■ **Material**
════════
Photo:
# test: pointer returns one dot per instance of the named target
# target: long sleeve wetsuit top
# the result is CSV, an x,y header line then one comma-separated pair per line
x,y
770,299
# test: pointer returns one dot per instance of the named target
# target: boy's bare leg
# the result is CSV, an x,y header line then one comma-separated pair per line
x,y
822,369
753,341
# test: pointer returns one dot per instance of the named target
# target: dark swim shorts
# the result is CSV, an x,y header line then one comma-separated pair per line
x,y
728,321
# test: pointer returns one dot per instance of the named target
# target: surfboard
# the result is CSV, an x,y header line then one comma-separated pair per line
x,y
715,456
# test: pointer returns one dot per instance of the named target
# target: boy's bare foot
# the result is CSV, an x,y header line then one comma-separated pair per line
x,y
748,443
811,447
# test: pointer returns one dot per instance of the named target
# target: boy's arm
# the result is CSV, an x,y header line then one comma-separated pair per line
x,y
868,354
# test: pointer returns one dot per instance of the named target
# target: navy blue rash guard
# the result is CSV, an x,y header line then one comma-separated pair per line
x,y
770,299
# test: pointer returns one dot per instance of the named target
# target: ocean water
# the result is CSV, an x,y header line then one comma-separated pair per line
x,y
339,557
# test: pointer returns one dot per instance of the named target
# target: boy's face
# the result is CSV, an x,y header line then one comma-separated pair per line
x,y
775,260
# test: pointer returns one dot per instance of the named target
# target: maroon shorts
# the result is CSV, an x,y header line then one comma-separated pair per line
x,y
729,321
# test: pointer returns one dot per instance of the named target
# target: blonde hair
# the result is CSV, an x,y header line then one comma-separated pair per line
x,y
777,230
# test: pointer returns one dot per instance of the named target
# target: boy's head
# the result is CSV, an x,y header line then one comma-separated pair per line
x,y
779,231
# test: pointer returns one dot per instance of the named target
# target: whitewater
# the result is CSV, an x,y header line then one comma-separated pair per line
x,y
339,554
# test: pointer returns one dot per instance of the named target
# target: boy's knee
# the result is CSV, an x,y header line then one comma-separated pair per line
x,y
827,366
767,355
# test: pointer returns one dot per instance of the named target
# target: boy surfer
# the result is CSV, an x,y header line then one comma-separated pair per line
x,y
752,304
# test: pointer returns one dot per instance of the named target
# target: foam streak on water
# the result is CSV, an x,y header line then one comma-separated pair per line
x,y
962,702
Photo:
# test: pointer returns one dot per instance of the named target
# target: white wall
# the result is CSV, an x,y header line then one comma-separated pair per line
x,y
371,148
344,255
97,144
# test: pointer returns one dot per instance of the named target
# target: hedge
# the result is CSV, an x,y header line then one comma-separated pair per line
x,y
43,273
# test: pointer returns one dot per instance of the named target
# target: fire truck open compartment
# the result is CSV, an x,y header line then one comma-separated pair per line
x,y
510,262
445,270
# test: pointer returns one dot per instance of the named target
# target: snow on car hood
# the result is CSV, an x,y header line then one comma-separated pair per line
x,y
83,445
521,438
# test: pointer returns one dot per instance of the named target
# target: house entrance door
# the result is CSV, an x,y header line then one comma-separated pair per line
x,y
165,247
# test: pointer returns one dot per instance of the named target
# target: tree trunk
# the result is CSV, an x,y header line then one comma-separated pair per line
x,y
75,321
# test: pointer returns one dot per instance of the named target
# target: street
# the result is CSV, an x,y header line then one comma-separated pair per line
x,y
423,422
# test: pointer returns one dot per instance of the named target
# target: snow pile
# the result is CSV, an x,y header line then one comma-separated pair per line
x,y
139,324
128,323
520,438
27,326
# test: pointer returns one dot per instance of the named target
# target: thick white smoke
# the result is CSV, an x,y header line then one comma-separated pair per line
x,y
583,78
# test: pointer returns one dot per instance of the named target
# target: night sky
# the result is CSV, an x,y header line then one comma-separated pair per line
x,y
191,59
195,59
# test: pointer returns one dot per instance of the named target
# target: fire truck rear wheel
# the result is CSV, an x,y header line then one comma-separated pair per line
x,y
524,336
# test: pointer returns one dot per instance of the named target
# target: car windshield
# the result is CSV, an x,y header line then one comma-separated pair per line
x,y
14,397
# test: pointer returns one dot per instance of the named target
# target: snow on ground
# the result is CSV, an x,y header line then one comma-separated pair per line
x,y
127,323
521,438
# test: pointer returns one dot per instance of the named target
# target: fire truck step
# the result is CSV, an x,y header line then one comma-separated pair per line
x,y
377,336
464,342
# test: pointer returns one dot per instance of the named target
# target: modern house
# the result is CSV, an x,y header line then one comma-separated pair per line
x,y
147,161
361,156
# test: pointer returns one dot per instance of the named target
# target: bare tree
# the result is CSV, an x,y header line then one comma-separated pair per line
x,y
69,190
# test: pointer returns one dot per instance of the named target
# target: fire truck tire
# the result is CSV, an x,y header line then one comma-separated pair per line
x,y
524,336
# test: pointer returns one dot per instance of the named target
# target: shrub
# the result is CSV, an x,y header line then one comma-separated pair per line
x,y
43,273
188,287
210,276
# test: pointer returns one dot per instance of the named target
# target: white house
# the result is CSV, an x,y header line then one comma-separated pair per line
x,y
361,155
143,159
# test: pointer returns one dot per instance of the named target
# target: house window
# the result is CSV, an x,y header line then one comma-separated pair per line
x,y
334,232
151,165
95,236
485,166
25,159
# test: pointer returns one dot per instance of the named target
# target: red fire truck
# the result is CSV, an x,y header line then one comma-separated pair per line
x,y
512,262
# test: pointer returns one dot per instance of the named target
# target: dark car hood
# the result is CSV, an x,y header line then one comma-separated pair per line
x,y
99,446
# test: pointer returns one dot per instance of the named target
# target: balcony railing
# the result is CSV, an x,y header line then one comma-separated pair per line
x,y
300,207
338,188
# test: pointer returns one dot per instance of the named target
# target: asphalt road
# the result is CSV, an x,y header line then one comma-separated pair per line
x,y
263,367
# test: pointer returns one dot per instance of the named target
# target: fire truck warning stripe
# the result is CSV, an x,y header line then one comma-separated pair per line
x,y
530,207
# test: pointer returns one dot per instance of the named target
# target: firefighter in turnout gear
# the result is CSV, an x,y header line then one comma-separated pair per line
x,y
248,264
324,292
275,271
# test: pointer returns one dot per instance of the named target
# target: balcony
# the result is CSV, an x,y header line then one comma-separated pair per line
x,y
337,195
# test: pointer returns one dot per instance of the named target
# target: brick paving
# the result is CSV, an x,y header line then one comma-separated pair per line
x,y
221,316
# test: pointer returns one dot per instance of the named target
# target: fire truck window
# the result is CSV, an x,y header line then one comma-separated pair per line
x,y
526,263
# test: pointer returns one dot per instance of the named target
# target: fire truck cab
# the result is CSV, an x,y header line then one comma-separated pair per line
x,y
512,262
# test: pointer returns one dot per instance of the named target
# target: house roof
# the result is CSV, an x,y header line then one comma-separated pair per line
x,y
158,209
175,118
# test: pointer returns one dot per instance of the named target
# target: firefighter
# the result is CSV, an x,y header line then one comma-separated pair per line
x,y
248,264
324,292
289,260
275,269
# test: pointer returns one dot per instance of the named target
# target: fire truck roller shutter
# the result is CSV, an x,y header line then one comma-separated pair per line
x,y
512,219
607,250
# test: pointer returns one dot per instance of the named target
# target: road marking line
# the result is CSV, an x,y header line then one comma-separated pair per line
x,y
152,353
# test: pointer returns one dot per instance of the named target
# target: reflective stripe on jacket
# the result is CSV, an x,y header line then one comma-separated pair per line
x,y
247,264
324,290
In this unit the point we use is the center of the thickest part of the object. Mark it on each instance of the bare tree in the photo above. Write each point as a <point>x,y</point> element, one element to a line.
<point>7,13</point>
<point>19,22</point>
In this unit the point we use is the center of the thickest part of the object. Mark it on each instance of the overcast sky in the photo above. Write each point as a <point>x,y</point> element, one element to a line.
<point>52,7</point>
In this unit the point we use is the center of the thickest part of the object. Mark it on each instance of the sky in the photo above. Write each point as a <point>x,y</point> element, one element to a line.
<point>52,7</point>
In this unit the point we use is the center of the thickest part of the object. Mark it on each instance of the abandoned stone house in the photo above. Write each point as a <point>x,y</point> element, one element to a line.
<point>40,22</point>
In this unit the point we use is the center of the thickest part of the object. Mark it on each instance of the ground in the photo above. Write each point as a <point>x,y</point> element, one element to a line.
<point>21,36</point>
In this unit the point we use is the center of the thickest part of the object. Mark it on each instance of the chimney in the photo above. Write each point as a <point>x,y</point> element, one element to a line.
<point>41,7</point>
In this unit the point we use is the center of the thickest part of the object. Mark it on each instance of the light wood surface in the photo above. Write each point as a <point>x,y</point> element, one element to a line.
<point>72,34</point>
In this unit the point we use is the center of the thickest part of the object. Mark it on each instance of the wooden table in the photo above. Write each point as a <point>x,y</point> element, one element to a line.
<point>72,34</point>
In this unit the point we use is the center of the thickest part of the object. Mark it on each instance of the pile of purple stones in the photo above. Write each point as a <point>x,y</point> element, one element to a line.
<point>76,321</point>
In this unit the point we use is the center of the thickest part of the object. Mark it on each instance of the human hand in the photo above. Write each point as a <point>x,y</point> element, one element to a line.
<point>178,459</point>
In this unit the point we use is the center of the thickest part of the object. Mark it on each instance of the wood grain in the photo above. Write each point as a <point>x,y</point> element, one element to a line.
════════
Copie de novo o trecho do material que começa na linha que contém "of the human" e vai até o fim do material, trocando o nome "wood grain" por "wooden plank" e deixando todo o resto igual.

In this unit the point we use is the center of the thickest part of the object. Mark it on each instance of the human hand in the photo above. Write each point as a <point>x,y</point> element, one element to a line.
<point>178,459</point>
In this unit the point we use is the center of the thickest part of the object. Mark it on each instance of the wooden plank in the photo above. Write each point as a <point>x,y</point> element, one element to a line.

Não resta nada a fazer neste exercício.